■ **TASK DETAILS**: Find every line below that contains the string "dusty" and copy each one in full. Case counts.

====================

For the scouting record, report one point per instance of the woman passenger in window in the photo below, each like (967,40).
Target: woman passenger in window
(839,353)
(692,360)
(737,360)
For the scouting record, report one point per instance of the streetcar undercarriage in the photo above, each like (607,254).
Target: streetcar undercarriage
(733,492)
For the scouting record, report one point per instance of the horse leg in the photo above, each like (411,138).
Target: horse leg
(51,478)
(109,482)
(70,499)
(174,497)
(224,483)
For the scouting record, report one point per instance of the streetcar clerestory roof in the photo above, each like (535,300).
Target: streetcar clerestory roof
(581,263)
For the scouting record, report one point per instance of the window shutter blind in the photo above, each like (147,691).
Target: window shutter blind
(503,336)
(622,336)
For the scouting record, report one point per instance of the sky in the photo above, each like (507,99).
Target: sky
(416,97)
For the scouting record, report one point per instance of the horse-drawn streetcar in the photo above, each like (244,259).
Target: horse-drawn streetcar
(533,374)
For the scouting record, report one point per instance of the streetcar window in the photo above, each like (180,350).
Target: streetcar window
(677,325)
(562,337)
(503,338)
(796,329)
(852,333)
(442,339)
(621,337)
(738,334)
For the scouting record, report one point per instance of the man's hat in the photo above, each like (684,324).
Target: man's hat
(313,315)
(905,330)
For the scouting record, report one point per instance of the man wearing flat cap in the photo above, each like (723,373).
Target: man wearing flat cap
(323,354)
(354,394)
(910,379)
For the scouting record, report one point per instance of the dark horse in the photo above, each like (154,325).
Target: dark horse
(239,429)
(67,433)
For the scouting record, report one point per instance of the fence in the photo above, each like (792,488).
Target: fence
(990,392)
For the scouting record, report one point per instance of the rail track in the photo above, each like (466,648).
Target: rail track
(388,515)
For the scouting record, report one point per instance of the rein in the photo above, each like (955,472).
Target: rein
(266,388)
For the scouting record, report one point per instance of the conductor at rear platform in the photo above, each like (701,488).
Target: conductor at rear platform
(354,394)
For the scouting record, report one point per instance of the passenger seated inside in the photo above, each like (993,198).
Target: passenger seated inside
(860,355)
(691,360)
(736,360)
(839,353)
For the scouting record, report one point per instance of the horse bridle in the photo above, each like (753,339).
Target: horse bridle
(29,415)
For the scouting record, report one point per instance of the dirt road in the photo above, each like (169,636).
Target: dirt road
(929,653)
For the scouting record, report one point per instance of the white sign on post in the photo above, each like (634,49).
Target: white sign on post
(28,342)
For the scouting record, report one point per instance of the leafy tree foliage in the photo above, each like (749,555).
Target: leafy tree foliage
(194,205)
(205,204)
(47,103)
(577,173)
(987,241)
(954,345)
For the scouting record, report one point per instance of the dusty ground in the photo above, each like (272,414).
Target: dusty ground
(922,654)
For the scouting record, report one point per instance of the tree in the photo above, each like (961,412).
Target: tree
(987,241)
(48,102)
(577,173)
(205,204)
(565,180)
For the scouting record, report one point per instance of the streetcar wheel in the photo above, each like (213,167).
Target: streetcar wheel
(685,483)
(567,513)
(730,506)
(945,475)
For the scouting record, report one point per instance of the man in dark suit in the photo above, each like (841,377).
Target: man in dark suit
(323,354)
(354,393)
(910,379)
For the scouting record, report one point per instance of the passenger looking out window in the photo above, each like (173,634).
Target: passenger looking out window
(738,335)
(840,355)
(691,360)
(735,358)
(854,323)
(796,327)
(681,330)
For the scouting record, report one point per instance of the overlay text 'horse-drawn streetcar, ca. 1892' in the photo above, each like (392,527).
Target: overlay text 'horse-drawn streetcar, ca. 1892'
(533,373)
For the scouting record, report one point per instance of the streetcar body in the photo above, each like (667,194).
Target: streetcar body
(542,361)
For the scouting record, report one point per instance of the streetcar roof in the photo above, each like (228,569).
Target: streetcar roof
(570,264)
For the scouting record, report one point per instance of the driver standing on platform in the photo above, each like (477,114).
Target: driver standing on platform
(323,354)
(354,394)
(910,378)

====================

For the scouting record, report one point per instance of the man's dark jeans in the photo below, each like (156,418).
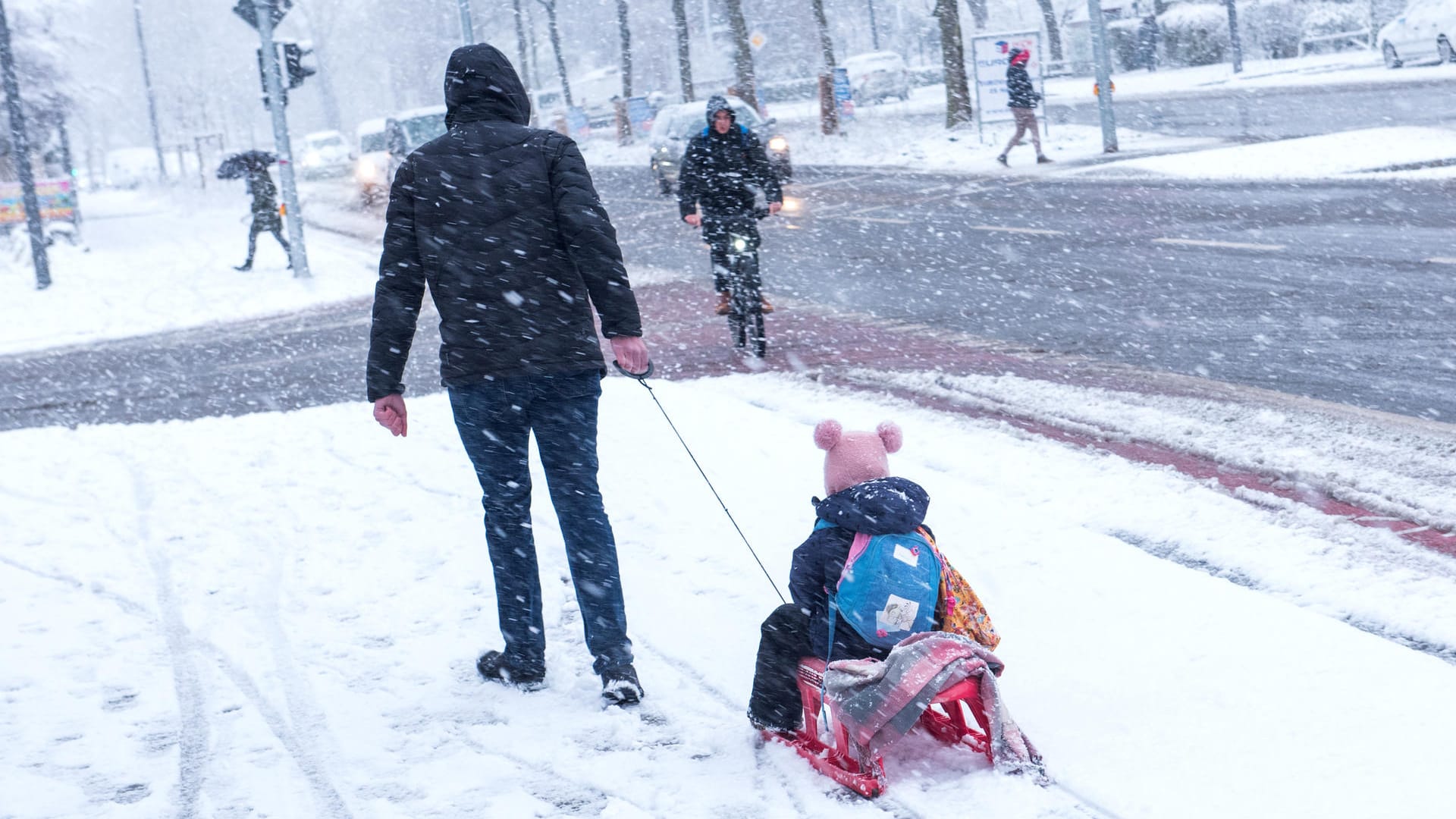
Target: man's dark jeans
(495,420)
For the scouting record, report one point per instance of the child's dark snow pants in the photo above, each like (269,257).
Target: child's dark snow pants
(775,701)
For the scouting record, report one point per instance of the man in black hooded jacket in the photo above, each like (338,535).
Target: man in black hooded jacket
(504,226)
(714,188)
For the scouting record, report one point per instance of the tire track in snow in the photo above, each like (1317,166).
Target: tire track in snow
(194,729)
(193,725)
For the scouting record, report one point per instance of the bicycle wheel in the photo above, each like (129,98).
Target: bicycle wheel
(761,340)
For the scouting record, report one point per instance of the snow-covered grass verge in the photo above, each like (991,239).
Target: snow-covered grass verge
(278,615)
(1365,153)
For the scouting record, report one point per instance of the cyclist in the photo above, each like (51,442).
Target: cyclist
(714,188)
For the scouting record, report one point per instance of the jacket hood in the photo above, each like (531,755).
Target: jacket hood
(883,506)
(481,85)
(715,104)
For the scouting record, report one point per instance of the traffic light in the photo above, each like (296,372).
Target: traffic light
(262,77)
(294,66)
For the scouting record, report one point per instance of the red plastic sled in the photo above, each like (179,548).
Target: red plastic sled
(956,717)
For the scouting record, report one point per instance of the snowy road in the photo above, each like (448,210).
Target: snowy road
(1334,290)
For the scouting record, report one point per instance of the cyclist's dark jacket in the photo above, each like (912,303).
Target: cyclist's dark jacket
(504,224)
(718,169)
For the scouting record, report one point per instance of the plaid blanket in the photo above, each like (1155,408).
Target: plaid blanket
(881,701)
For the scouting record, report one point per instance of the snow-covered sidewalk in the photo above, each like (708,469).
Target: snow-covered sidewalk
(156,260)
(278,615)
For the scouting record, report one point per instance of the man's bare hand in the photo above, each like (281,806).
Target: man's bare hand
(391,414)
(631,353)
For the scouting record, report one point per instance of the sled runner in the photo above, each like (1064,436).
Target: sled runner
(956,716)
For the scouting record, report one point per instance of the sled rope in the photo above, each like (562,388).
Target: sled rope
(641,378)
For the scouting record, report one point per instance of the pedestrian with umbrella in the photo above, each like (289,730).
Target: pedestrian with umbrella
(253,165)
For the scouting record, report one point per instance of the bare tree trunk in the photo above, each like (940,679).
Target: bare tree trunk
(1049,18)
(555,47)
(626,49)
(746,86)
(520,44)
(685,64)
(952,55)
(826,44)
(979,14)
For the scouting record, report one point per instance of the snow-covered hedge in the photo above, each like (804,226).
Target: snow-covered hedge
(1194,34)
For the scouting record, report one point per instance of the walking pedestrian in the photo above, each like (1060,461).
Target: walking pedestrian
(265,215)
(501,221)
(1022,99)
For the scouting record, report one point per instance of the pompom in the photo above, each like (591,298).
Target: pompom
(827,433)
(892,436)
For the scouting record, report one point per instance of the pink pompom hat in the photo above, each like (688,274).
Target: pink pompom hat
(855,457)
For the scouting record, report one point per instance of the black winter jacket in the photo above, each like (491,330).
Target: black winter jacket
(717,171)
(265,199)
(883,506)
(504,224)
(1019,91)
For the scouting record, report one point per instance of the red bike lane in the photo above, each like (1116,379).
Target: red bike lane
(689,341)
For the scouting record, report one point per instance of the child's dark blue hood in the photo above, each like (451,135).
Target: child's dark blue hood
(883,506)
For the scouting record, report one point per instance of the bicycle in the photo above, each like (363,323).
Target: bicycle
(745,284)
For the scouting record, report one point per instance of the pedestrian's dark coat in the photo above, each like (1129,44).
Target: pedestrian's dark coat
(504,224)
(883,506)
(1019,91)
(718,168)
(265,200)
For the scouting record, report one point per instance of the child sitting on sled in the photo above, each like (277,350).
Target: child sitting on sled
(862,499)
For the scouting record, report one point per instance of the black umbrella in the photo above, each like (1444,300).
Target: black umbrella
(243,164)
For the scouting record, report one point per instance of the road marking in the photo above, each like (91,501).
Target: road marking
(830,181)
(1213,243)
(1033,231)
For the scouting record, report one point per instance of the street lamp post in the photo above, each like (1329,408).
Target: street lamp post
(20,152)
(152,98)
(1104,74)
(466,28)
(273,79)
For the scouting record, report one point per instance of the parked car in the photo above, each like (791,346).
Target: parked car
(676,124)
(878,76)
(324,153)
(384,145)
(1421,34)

====================

■ **ANSWER TO THE EXERCISE**:
For the scouting record, report one point per instance of the dusty ground in the photo above, each like (272,414).
Target: dusty ground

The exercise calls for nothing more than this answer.